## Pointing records
** start **

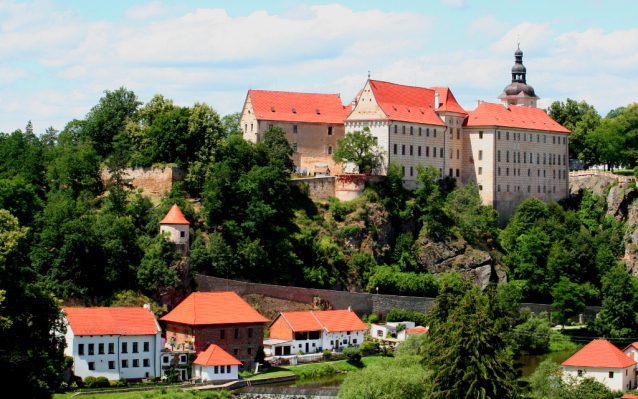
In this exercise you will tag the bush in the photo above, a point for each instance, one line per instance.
(352, 355)
(90, 382)
(103, 382)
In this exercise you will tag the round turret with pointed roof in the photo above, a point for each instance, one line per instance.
(519, 92)
(178, 228)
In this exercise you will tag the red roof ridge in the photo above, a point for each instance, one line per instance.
(174, 216)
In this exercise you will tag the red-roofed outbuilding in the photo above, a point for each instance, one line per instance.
(315, 330)
(604, 362)
(313, 123)
(220, 318)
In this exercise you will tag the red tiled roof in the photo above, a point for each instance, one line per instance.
(174, 216)
(204, 308)
(111, 321)
(447, 102)
(340, 320)
(600, 353)
(416, 330)
(406, 103)
(302, 321)
(489, 114)
(215, 356)
(331, 110)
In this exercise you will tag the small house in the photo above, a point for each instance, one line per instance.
(215, 364)
(604, 362)
(314, 331)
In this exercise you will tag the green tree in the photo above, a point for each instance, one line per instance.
(360, 149)
(620, 298)
(30, 326)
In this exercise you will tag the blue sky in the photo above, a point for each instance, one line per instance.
(57, 57)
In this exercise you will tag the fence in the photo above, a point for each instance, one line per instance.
(621, 179)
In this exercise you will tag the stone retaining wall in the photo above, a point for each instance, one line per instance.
(361, 303)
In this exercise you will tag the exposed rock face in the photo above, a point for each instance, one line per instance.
(619, 199)
(444, 256)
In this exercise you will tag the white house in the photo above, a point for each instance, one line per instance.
(383, 330)
(604, 362)
(113, 342)
(403, 334)
(315, 331)
(215, 364)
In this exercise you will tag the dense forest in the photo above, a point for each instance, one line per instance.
(67, 233)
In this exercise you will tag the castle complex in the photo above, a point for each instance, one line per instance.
(512, 150)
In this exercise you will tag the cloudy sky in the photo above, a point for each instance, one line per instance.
(57, 57)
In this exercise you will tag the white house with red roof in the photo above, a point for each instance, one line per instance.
(314, 331)
(113, 342)
(313, 123)
(604, 362)
(215, 364)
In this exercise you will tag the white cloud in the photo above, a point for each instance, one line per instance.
(454, 3)
(155, 8)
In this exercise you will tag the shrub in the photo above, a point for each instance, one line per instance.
(90, 382)
(352, 355)
(103, 382)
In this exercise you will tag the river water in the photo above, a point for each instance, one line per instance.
(530, 363)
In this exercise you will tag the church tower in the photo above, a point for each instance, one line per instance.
(519, 92)
(177, 226)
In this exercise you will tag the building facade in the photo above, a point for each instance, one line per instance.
(313, 123)
(220, 318)
(315, 331)
(113, 342)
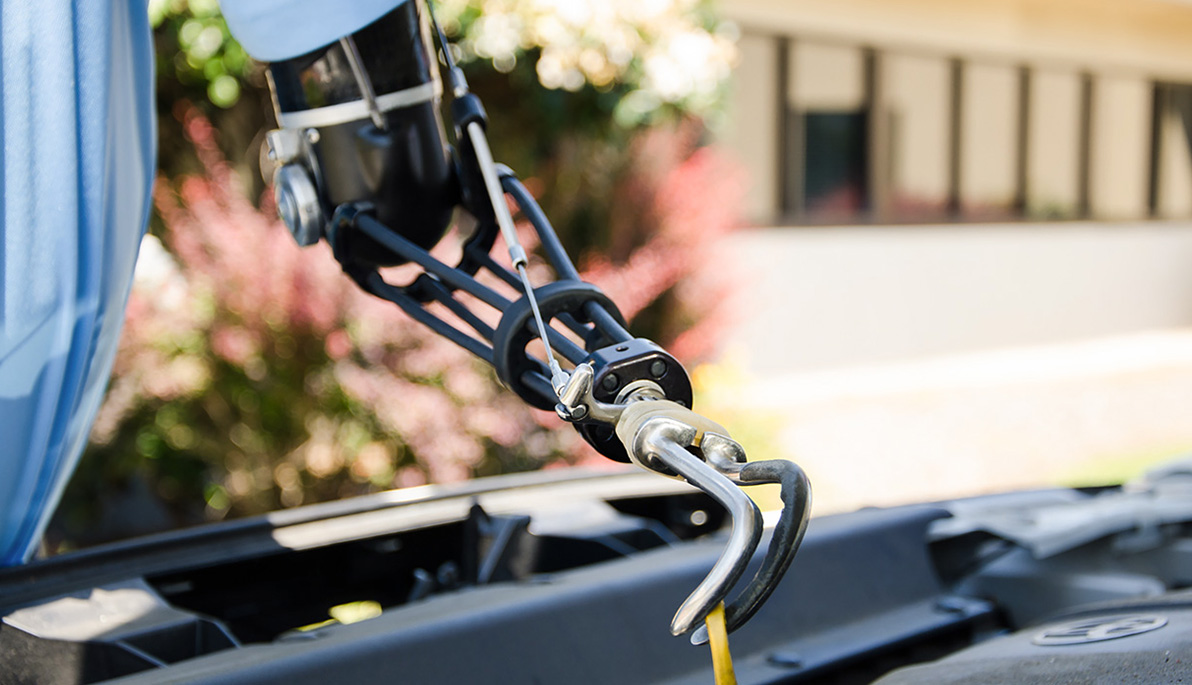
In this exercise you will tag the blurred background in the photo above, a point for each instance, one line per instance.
(923, 248)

** end **

## Written request
Please render the listing above as a JSON list of strings with one string per line, skipping blank lines and leaving the pictures out.

## Answer to this exercise
[
  "In this exercise you will tag the bush in the photo above, a point for each instance, one line per instance.",
  "(352, 355)",
  "(90, 382)",
  "(103, 382)",
  "In this exercise you will tag the round turret with pointed roof in the photo above, a point for each instance, one line per instance.",
  "(519, 92)",
  "(178, 228)",
  "In this exercise you will tag the red roof ridge in the photo above, a point for each instance, one line per instance.",
  "(174, 216)",
  "In this exercise you will tag the red-roofed outbuilding in the photo above, a point for each instance, one line per instance.",
  "(315, 330)",
  "(604, 362)",
  "(313, 123)",
  "(220, 318)",
  "In this exercise you will tag the red tiled roof in the photo above, a point for each instance, one line per instance.",
  "(174, 216)",
  "(204, 308)",
  "(111, 321)",
  "(447, 102)",
  "(340, 320)",
  "(600, 353)",
  "(416, 330)",
  "(406, 103)",
  "(302, 321)",
  "(489, 114)",
  "(215, 356)",
  "(331, 110)",
  "In this exercise you will tag the small house in the photo above, a point for each instance, one line per instance.",
  "(215, 364)",
  "(604, 362)",
  "(314, 331)",
  "In this exercise you will tag the green tree in the photo above, a point for each instance, one line per instance.",
  "(360, 149)",
  "(620, 298)",
  "(30, 326)",
  "In this exercise you will tag the blue sky in the photo above, a point for each instance, one line per instance.",
  "(57, 57)",
  "In this exercise you will tag the fence in the photo above, a point for each instance, one line per instance.",
  "(621, 179)",
  "In this exercise you will tag the stone retaining wall in the photo above, a point for each instance, one line per instance.",
  "(361, 303)",
  "In this exercise you will tag the exposed rock face in the photo above, a point for each instance, one line per instance.",
  "(619, 199)",
  "(444, 256)",
  "In this exercise you will tag the white house in the photo above, a point for each instance, one line per instance.",
  "(383, 330)",
  "(604, 362)",
  "(113, 342)",
  "(403, 334)",
  "(315, 331)",
  "(215, 364)",
  "In this exercise you will tag the dense forest in the photo above, a point for each instance, one line per instance.",
  "(67, 233)",
  "In this exercise you will tag the castle complex in the photo above, a point for each instance, one line per instance.",
  "(512, 150)",
  "In this exercise you will tag the cloudy sky in the photo above, a point for each instance, one line per instance.",
  "(57, 57)",
  "In this exercise you will tag the white house with red roof in the photo above, a point for each instance, one line per instance.",
  "(314, 331)",
  "(113, 342)",
  "(313, 123)",
  "(604, 362)",
  "(215, 364)",
  "In this exercise you will tag the white cloud in the photo above, a point for each instance, one line per instance.",
  "(454, 3)",
  "(155, 8)",
  "In this exercise you will tag the shrub in the photo above, a point for each instance, one line per instance.",
  "(90, 382)",
  "(352, 355)",
  "(103, 382)",
  "In this exercise you will tag the river water in the photo above, a point for each instance, one line per instance.",
  "(530, 363)",
  "In this exercise you will tag the church tower in the photo above, a point for each instance, one line per instance.",
  "(519, 92)",
  "(177, 226)",
  "In this exercise you will tag the building facade in the photo above, a point for each instance, one line per instance.",
  "(313, 123)",
  "(220, 318)",
  "(315, 331)",
  "(113, 342)",
  "In this exercise you will tag the blurred background in the photo above, a point for each instance, one line per instance.",
  "(923, 248)"
]